__Provided passage__
%%

My problem is…. I have a lot of problems with this book, in fact. The main one is to do with the suspension of disbelief. We accept Jonathan Swift’s impossible islands not because we think they might be real, but because of his hugely inventive satirical intentions. Everything about his worlds is a send-up of human pretensions and all-round wrong-headedness. Politics, science, the conviction that humanity is the pinnacle of creation…. Nope. It’s all held up for Swift’s own mix of scrutiny and ridicule, and it’s brilliant. But what does Beckett offer? Magic science, in which a zone so different from anywhere else on earth leads scientists to wonder if it’s a fragment of some extra-terrestrial biosphere unaccountably transported to Earth by, well, who knows what?
And the creatures I mentioned, the duendes. The name derives from Iberian folklore, but these creatures are so weird there’s even some speculation that the pods they emerge from might be products of the trees of the forest. And don’t even get me started on the trees, with such a strange fractal-based structure the forest is like a Mandelbrot dream. Or nightmare. And they aren’t green, they’re pink, and magenta. And the birds have teeth. And… and so on, and so on. The forest is the duendes’ territory, and they are a big part—although not the only part—of that de-layering process. Simply being near them, seeing their hard, jewel-like eyes—all the creatures in this world have jewel-like eyes—in their rubbery, boneless faces tears thick strips off any social pretensions we might have. Or, apparently, it does if you aren’t 100% sure of yourself in the first place.

%%

[Image point annotation entries]
%%

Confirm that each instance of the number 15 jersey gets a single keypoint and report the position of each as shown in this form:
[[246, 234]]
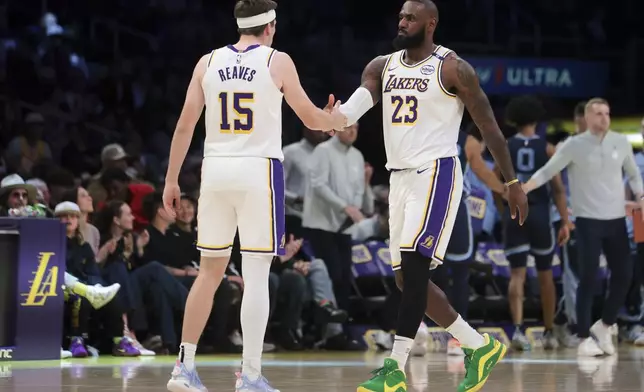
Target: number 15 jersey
[[421, 119], [243, 104]]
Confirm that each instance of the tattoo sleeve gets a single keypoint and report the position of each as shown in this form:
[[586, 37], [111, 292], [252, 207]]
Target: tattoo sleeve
[[372, 77], [559, 197], [462, 77]]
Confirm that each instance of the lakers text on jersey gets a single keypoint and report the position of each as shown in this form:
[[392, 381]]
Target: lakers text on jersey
[[242, 185]]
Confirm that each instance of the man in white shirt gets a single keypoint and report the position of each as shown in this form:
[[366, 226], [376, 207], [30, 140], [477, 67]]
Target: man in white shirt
[[336, 197]]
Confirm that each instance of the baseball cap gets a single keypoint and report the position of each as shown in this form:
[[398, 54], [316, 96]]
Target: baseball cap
[[67, 207]]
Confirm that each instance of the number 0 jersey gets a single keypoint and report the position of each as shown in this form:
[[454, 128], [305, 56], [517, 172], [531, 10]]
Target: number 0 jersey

%%

__Requirement 1__
According to the book review, what is the origin of the name "duendes"?
__Requirement 2__
Repeat the book review word for word from "And the creatures" to "the first place.".
The records are separate material and have no connection to the book review.

__Exercise answer 1__
Iberian folklore.

__Exercise answer 2__
And the creatures I mentioned, the duendes. The name derives from Iberian folklore, but these creatures are so weird there’s even some speculation that the pods they emerge from might be products of the trees of the forest. And don’t even get me started on the trees, with such a strange fractal-based structure the forest is like a Mandelbrot dream. Or nightmare. And they aren’t green, they’re pink, and magenta. And the birds have teeth. And… and so on, and so on. The forest is the duendes’ territory, and they are a big part—although not the only part—of that de-layering process. Simply being near them, seeing their hard, jewel-like eyes—all the creatures in this world have jewel-like eyes—in their rubbery, boneless faces tears thick strips off any social pretensions we might have. Or, apparently, it does if you aren’t 100% sure of yourself in the first place.